DATA PROVIDED »
☆ ☆ ☆ ☆ ☆ ☆ ☆

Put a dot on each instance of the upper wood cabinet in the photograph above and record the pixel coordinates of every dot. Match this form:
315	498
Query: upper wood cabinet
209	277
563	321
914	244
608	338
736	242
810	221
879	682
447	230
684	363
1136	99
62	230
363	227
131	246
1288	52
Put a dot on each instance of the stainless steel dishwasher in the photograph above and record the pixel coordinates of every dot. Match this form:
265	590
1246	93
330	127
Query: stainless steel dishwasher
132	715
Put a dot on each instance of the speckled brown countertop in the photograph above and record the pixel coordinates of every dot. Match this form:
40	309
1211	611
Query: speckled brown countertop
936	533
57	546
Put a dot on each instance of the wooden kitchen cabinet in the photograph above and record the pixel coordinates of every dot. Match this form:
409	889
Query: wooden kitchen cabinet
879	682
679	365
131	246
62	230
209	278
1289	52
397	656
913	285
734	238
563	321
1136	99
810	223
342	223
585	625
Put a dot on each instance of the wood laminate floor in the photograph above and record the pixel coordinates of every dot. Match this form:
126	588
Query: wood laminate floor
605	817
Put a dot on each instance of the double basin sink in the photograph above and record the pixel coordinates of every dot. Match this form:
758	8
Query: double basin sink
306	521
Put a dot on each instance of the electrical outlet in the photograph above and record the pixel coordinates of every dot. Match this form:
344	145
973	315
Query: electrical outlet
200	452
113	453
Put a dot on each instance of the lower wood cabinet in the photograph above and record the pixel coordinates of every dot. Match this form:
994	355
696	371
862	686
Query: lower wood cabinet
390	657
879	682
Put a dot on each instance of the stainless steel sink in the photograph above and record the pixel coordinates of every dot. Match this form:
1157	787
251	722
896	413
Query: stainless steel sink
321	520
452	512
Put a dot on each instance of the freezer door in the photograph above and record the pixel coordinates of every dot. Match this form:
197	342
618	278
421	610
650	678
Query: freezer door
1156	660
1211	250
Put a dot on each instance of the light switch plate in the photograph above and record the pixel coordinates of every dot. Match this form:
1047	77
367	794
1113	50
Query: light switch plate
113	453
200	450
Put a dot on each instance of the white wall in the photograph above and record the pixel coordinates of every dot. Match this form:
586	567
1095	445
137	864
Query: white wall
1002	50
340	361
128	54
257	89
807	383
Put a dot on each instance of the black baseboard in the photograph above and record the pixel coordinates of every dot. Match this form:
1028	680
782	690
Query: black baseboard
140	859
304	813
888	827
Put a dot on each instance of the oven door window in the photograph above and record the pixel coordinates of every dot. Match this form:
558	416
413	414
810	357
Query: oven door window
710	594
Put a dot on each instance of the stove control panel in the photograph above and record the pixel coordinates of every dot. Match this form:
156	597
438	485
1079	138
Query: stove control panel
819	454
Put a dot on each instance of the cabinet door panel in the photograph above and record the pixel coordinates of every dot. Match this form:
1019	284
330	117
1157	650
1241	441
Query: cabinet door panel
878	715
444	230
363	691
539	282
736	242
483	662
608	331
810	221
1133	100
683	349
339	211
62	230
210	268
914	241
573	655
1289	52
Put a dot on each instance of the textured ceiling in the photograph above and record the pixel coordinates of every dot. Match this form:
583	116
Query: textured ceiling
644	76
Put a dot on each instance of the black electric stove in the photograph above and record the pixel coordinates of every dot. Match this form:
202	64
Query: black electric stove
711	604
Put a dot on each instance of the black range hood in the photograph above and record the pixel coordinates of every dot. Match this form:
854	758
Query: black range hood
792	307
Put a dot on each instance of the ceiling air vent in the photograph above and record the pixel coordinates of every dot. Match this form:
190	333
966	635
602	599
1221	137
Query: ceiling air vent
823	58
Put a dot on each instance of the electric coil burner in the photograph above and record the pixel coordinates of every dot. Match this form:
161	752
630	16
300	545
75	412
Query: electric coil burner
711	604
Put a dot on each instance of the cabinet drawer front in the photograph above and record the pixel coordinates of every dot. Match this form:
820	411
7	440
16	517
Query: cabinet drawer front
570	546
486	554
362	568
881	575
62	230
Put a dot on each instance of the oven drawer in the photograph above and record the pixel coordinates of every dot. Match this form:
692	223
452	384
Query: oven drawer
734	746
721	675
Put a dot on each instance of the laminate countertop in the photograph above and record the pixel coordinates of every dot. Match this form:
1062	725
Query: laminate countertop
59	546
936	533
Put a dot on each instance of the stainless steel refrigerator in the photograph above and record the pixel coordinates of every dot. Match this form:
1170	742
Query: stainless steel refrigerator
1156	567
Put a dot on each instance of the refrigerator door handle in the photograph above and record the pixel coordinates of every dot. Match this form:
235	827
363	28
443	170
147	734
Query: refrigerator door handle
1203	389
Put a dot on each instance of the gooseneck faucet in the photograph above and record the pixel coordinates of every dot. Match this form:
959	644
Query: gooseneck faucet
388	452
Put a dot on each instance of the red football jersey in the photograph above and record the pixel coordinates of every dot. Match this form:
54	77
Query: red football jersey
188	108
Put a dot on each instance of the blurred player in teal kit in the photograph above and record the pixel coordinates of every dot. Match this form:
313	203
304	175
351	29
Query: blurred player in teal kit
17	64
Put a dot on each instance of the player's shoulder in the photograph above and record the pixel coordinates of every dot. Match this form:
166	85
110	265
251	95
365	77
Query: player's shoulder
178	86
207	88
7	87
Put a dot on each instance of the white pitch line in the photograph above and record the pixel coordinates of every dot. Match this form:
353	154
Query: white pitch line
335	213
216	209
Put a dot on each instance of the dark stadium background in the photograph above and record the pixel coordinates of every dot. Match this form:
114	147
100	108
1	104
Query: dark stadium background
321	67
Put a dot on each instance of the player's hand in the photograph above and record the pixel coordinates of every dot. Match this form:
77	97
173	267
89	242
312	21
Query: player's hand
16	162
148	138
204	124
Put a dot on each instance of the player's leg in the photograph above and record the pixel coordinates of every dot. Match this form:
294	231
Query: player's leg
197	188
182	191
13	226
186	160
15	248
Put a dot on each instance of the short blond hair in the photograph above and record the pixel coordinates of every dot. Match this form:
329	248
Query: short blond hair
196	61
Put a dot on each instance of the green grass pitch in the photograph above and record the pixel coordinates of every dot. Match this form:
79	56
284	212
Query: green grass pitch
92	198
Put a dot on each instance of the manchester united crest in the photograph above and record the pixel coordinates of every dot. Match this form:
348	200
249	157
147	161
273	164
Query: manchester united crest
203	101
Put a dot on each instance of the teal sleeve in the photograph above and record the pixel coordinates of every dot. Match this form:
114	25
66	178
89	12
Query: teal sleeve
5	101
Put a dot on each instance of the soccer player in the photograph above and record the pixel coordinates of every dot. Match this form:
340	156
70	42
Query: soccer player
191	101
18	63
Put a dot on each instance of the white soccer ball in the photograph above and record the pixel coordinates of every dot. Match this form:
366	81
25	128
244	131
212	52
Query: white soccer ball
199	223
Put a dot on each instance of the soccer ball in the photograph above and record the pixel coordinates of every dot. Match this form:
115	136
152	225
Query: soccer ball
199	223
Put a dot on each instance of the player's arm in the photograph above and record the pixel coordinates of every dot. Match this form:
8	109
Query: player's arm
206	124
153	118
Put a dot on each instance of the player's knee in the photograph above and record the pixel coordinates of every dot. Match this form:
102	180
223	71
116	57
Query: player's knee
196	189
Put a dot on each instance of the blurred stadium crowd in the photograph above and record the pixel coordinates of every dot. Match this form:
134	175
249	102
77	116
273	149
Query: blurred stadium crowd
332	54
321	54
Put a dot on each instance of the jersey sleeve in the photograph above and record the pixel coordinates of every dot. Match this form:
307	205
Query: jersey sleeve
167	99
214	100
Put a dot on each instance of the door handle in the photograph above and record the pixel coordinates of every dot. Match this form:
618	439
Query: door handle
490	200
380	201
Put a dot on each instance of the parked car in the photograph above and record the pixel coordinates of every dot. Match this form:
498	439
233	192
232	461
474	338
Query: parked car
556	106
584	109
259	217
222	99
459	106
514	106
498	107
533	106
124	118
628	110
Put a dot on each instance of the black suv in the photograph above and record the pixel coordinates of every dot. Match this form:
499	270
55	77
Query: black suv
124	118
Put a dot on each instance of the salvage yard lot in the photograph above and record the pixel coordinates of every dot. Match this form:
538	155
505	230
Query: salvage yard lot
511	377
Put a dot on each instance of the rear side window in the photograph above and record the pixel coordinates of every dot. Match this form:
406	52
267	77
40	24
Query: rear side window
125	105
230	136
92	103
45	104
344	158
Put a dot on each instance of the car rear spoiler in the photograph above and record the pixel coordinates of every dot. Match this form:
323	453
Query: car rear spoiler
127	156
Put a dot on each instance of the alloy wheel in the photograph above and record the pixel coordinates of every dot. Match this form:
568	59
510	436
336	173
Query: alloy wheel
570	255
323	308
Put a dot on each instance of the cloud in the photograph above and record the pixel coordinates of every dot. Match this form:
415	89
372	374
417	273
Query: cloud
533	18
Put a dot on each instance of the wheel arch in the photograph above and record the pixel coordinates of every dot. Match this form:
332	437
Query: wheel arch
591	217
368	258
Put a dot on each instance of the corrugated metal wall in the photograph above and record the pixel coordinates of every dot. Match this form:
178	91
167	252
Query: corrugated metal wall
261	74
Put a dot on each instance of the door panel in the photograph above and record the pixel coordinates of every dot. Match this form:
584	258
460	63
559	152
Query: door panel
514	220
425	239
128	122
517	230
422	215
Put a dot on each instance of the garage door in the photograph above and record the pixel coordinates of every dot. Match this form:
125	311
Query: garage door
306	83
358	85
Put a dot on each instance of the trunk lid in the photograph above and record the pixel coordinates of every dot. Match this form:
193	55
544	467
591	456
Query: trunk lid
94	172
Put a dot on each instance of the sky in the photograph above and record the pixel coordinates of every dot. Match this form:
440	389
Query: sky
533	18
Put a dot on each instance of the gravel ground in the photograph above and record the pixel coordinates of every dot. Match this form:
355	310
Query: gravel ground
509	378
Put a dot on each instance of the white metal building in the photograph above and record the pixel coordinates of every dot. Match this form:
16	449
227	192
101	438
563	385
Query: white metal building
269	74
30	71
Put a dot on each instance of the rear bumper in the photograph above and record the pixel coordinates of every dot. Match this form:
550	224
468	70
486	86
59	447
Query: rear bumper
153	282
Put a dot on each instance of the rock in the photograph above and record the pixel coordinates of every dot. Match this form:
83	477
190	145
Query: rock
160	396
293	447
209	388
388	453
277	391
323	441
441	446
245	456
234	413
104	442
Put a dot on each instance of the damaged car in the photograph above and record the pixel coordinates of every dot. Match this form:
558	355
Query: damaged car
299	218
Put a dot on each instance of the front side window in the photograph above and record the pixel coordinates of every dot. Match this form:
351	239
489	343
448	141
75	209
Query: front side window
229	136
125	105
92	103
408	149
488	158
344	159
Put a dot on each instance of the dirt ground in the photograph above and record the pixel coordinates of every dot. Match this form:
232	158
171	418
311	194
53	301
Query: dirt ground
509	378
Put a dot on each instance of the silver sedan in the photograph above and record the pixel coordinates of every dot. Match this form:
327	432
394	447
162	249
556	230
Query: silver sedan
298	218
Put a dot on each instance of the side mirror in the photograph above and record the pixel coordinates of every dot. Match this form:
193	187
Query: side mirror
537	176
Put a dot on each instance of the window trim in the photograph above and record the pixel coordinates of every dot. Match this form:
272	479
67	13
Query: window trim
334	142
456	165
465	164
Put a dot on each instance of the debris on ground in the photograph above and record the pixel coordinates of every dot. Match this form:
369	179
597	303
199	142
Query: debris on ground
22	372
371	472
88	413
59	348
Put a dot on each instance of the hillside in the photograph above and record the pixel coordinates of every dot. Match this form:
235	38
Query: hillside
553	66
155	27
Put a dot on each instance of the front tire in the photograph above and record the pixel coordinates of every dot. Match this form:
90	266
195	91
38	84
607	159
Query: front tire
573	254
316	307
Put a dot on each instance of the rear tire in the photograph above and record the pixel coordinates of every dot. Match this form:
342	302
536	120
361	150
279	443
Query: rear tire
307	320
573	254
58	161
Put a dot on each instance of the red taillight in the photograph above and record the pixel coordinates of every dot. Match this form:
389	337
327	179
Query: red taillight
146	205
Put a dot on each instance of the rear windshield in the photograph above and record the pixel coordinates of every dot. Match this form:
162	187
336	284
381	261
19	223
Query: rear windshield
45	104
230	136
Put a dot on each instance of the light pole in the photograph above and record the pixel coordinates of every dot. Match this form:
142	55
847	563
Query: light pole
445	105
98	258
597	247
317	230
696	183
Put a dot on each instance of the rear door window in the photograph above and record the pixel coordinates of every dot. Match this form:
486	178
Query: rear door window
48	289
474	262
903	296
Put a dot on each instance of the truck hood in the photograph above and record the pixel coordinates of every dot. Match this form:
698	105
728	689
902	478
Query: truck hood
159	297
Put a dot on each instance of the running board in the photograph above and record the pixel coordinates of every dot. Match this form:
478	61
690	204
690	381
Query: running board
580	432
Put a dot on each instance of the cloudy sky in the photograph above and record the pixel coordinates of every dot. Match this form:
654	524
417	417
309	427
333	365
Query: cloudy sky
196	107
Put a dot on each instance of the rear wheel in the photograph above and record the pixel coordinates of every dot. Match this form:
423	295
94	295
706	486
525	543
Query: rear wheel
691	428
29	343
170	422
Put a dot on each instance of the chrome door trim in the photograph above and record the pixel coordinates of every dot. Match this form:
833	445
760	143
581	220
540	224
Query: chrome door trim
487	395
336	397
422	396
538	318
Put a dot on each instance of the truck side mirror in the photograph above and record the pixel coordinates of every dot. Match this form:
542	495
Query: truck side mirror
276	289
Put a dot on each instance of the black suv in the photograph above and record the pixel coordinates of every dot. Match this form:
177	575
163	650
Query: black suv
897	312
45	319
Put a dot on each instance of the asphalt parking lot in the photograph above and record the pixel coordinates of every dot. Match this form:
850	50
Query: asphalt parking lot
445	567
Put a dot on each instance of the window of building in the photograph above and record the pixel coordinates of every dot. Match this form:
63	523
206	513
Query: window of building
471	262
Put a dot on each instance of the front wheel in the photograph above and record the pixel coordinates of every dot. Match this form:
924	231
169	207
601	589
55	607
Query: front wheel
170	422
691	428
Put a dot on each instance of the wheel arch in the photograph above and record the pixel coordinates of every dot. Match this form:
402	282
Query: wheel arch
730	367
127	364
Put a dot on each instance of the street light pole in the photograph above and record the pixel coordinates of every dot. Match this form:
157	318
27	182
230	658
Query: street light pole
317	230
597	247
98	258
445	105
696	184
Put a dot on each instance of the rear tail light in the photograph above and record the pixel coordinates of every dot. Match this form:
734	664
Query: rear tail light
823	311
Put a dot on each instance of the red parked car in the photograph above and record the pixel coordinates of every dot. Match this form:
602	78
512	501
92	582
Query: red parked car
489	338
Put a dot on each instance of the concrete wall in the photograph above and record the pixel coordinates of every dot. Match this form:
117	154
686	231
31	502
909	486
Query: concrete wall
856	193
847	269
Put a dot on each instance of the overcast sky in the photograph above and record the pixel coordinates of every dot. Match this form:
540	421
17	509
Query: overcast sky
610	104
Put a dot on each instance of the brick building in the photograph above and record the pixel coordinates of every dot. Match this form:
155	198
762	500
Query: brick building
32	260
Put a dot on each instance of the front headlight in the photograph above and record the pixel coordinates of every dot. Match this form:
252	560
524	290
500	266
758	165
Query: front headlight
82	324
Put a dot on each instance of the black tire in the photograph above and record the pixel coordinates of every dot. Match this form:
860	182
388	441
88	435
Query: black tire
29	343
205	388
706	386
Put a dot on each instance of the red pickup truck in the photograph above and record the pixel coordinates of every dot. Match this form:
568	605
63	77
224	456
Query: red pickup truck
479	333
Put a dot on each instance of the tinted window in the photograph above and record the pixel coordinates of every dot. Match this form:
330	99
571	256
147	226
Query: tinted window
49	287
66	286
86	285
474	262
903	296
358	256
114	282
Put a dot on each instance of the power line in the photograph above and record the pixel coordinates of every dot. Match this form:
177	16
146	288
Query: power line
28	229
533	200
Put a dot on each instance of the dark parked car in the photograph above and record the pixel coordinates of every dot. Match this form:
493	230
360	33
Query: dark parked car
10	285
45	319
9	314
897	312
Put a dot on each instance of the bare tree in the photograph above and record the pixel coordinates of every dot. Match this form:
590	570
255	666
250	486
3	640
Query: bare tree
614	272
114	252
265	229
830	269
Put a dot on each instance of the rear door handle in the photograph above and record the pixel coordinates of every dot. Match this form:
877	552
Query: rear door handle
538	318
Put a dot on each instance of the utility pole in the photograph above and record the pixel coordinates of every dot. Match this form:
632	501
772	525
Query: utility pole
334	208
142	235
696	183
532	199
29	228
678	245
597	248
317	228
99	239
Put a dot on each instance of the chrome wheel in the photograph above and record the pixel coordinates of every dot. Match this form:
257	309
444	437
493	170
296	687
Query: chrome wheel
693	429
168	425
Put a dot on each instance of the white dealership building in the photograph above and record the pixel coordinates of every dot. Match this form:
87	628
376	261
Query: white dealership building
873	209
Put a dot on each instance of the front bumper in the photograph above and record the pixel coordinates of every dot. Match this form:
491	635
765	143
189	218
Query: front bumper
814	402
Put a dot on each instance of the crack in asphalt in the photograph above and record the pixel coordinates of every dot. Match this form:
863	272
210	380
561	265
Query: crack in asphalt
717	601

☆ ☆ ☆ ☆ ☆ ☆ ☆

AIM OF THE EXERCISE » Using the records above, copy word for word the line with "Query: lower wood cabinet", the line with "Put a dot on each instance of the freezer", and every line between them.

ANSWER TO THIS EXERCISE »
Query: lower wood cabinet
390	657
879	682
Put a dot on each instance of the stainless steel sink in the photograph above and record the pixel coordinates of every dot. Match this form:
1157	787
251	722
896	413
Query: stainless steel sink
321	520
452	512
Put a dot on each instance of the freezer door in the photograph above and record the pixel coordinates of every dot. Match this form:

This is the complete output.